[Dataset lines showing where objects appear]

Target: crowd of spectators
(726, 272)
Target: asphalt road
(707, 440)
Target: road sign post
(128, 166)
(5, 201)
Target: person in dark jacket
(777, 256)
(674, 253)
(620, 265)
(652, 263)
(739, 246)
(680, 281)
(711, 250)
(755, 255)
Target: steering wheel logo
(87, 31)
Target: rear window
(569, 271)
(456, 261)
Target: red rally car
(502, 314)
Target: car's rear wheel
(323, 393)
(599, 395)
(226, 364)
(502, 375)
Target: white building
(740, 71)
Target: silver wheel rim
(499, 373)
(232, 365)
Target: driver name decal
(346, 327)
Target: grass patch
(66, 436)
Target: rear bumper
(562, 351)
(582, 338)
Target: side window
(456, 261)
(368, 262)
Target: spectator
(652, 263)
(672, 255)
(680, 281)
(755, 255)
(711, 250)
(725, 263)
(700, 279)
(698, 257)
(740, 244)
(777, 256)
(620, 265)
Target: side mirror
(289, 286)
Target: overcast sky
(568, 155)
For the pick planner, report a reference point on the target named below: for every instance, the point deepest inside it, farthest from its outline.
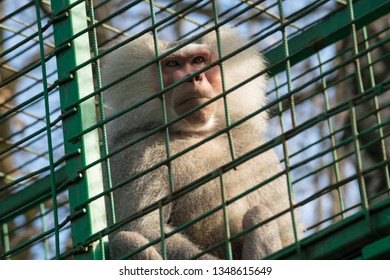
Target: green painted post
(73, 86)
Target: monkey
(190, 96)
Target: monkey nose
(196, 78)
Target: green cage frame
(364, 235)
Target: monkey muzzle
(188, 98)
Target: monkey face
(196, 90)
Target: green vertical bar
(76, 85)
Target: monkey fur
(250, 210)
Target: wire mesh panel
(91, 145)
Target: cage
(328, 103)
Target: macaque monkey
(187, 92)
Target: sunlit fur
(255, 207)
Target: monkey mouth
(192, 102)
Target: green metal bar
(327, 31)
(89, 182)
(48, 131)
(162, 98)
(27, 198)
(336, 166)
(376, 106)
(221, 67)
(344, 239)
(229, 252)
(353, 117)
(99, 85)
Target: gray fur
(250, 210)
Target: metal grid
(328, 94)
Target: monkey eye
(199, 60)
(172, 63)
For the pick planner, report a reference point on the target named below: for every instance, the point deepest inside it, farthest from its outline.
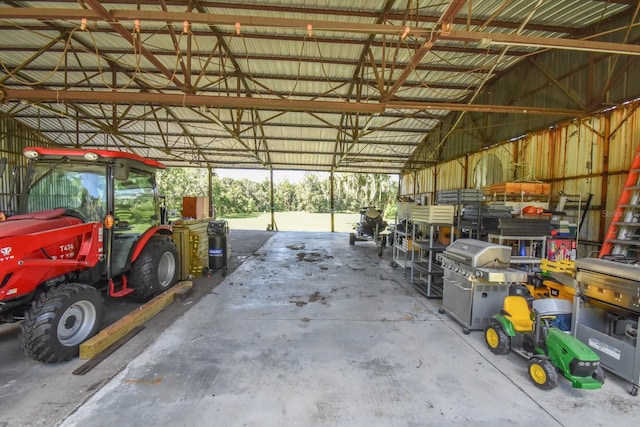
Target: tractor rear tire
(543, 373)
(59, 320)
(496, 338)
(155, 270)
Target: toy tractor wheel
(155, 270)
(543, 373)
(496, 338)
(59, 320)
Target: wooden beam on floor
(120, 328)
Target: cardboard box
(195, 207)
(519, 187)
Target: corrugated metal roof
(326, 86)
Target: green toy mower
(548, 349)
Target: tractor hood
(19, 225)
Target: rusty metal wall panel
(573, 157)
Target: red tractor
(89, 224)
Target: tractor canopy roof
(105, 156)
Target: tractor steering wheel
(76, 214)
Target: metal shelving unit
(426, 271)
(402, 242)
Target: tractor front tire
(543, 373)
(496, 338)
(155, 270)
(59, 320)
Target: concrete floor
(309, 331)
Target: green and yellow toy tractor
(548, 349)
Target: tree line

*INSTRUCTIONS FOR THE TASK*. Reproduce all of the lines above word for word, omitting the pictures.

*TASK SOLUTION*.
Target: crowd of spectators
(726, 272)
Target: asphalt road
(707, 440)
Target: road sign post
(128, 166)
(5, 201)
Target: person in dark jacket
(777, 256)
(674, 253)
(620, 265)
(652, 263)
(739, 246)
(680, 281)
(711, 250)
(755, 255)
Target: steering wheel logo
(87, 31)
Target: rear window
(569, 271)
(456, 261)
Target: red rally car
(502, 314)
Target: car's rear wheel
(323, 393)
(599, 395)
(226, 364)
(502, 375)
Target: white building
(740, 71)
Target: silver wheel rim
(499, 373)
(232, 365)
Target: driver name decal
(346, 327)
Target: grass patch
(66, 436)
Target: rear bumper
(562, 351)
(582, 338)
Target: side window
(456, 261)
(368, 262)
Target: spectator
(652, 263)
(672, 255)
(680, 281)
(755, 255)
(711, 250)
(725, 263)
(700, 279)
(698, 257)
(740, 244)
(777, 256)
(620, 265)
Target: side mirror
(289, 286)
Target: overcast sky
(568, 155)
For the pick planner, report a reference point on the target named below: for every instance, the point deepest inside it, farthest from its outline.
Target: green painted post
(73, 86)
Target: monkey
(190, 96)
Target: monkey nose
(196, 78)
Target: green cage frame
(364, 235)
Target: monkey muzzle
(188, 98)
Target: monkey face
(196, 90)
Target: green vertical bar
(76, 85)
Target: monkey fur
(250, 210)
Target: wire mesh panel
(91, 145)
Target: cage
(328, 103)
Target: macaque monkey
(187, 92)
Target: sunlit fur
(255, 207)
Target: monkey mouth
(192, 102)
Target: green metal bar
(327, 31)
(89, 182)
(48, 131)
(162, 98)
(27, 198)
(336, 166)
(376, 106)
(221, 67)
(344, 239)
(229, 252)
(353, 117)
(99, 85)
Target: gray fur
(250, 210)
Target: metal grid
(328, 94)
Target: monkey eye
(199, 60)
(172, 63)
For the pick planner, report a reference point on the target named below: for every instance, the point deepest inside it, farthest from its outline.
Target: tractor rear tire
(543, 373)
(59, 320)
(496, 338)
(155, 270)
Target: toy tractor wheel
(155, 270)
(543, 373)
(496, 338)
(59, 320)
Target: wooden beam on floor
(120, 328)
Target: cardboard box
(195, 207)
(519, 187)
Target: corrugated metal roof
(326, 86)
Target: green toy mower
(548, 349)
Target: tractor hood
(19, 225)
Target: rusty metal wall panel
(573, 157)
Target: red tractor
(89, 224)
Target: tractor canopy roof
(105, 156)
Target: tractor steering wheel
(76, 214)
Target: metal shelving unit
(426, 271)
(402, 242)
Target: tractor front tire
(543, 373)
(496, 338)
(155, 270)
(59, 320)
Target: concrete floor
(309, 331)
Target: green and yellow toy tractor
(548, 349)
Target: tree line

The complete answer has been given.